→ REQUIRED WORK: Repeat every line of the data verbatim.

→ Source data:
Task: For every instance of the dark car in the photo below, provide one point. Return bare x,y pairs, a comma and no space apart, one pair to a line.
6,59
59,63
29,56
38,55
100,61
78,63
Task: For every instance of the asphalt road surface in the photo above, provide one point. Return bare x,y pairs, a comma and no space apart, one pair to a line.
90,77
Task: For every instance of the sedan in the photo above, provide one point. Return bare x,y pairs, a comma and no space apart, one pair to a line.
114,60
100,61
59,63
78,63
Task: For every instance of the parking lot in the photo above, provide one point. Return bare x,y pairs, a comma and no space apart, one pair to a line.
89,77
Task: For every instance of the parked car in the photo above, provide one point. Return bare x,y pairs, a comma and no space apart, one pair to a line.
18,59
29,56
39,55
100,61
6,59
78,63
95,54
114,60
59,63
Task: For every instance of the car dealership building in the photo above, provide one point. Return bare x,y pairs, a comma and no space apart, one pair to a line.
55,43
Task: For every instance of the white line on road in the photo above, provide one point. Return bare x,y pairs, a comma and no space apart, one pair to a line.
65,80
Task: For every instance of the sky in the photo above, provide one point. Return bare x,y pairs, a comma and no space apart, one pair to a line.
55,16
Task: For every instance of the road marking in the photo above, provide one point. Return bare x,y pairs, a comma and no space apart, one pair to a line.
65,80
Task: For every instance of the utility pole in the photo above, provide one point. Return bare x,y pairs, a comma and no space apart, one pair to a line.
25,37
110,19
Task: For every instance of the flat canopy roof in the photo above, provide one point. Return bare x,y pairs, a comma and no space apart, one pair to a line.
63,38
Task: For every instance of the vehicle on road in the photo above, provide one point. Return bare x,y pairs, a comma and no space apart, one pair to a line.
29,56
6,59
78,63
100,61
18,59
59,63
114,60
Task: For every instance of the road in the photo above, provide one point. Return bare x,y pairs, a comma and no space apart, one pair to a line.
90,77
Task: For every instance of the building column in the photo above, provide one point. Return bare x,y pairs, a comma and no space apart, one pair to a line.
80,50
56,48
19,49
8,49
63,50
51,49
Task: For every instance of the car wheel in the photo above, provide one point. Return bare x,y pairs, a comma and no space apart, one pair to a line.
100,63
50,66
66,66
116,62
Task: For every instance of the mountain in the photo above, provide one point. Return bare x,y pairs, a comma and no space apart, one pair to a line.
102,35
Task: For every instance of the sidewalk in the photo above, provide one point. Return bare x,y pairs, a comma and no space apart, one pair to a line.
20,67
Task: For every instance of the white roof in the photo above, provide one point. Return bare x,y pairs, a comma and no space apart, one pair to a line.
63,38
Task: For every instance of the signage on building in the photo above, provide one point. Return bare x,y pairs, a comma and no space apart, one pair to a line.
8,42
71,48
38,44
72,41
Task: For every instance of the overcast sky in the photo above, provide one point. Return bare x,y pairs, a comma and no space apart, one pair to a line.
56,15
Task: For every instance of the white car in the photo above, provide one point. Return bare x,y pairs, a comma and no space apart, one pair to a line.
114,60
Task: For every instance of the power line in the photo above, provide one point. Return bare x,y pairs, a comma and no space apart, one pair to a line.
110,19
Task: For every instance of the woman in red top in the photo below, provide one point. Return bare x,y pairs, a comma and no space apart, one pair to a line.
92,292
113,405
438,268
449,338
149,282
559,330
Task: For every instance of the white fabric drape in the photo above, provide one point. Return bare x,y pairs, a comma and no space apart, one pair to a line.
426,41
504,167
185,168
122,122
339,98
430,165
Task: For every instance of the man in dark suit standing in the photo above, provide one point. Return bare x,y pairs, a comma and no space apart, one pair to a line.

→ ANSWER TO THIS EXERCISE:
Task: For every instance of the dark car in the photo below, provide one point. Return bare x,y pairs, a comma and no space apart, one pair to a line.
6,59
59,63
29,56
38,55
100,61
78,63
Task: For every instance of the asphalt road surface in the photo above, provide one point. Return bare x,y pairs, a comma and no space apart, one pair to a line.
90,77
Task: For every instance of the sedan in the photo above, provide one point. Return bare x,y pairs, a comma and no space apart, one pair to a line.
114,60
100,61
59,63
78,63
Task: For every instance of the parking lot in the photo above, provide one point. Return bare x,y pairs, a comma and no space apart, one pair to a line.
89,77
Task: For every instance of the parked car in the photo above, provide one point. Return bare x,y pairs, a comma and no space apart, one pair to a line.
18,59
29,56
39,55
100,61
6,59
78,63
95,54
114,60
59,63
Task: For every instance of the car dealership building in the photo above, provide one point. Return bare x,y pairs, a comma and no space apart, one pair to a line.
55,43
Task: For every instance of the white line on road in the photo above, provide one point. Return bare x,y pairs, a comma and no space apart, one pair to a line.
65,80
Task: For every instance of the sky in the photo above, provide one point. Return bare x,y pairs, a comma and no space apart, one pair to a line.
55,16
Task: For every instance of the road marking in the photo above, provide one point. Return bare x,y pairs, a comma and no space apart, one pair to a line.
65,80
Task: For every instance of the utility pole in the photo above, provide one point. Return bare x,y pairs, a comma and no space apart, one pair to a line.
25,37
110,19
Task: For every instance of the flat canopy roof in the photo above, provide one point. Return bare x,y pairs, a comma and no space apart, one pair to a line.
63,38
Task: For every instance of the vehicle on road in the photo above, provide one point. Return bare x,y pairs, a comma and no space apart, one pair to a line.
29,56
6,59
78,63
100,61
18,59
59,63
114,60
Task: For every instance of the road in the photo above, provide one point. Return bare x,y pairs, a comma and no space apart, one pair to a line.
90,77
Task: For every instance of the building column in the photo above, provide one point. Return bare x,y pairs, a comma and no space apart, one pair to a line.
80,50
56,48
19,49
8,49
63,50
51,49
Task: For every instance of the car wheel in the photo above, provide one point. Return bare x,y pairs, a comma and no space apart, one pair to a line.
100,63
50,66
66,66
116,62
Task: For every instance of the mountain in the photo above, provide one point. Return bare x,y pairs, a comma and no space apart, one pair to a line.
102,35
Task: For every instance of the sidewalk in the photo above, provide one point. Return bare x,y pairs, a comma and no space apart, one pair to a line.
20,67
Task: For every instance of the white roof in the photo above, provide one point. Return bare x,y pairs, a comma and no space apart, one pair to a line.
63,38
Task: For every instance of the signage on building in the photo above, provide one point. Return bare x,y pairs, a comma and no space apart, one pair to a line.
8,42
71,48
38,44
72,41
Task: For every instance of the overcast sky in the photo above, provide one point. Return bare x,y pairs, a comma and no space apart, one pair to a line.
56,15
Task: For every instance of the white car in the photo above, provide one point. Return bare x,y pairs, a comma and no space apart, one pair to a line.
114,60
Task: For every instance of the power line in the photo above, provide one point. Return bare x,y pairs, a comma and no space apart, one pair to a line.
110,19
Task: For every instance of the woman in red top in the photo below, provide one point. Return bare x,y pairs, a comma and no space apart, one pair to a line.
92,292
113,405
438,268
449,338
149,282
559,330
Task: For every instance of the white fabric drape in the photo above, provide one point. Return bare x,y pairs, a comma and no space apart, one pair to a line.
426,41
504,167
185,168
122,122
339,98
430,165
Task: For every instance of the man in dark suit standing in the photo above, provide one point. Return bare x,y pairs, a comma and no space apart, one pair to a line.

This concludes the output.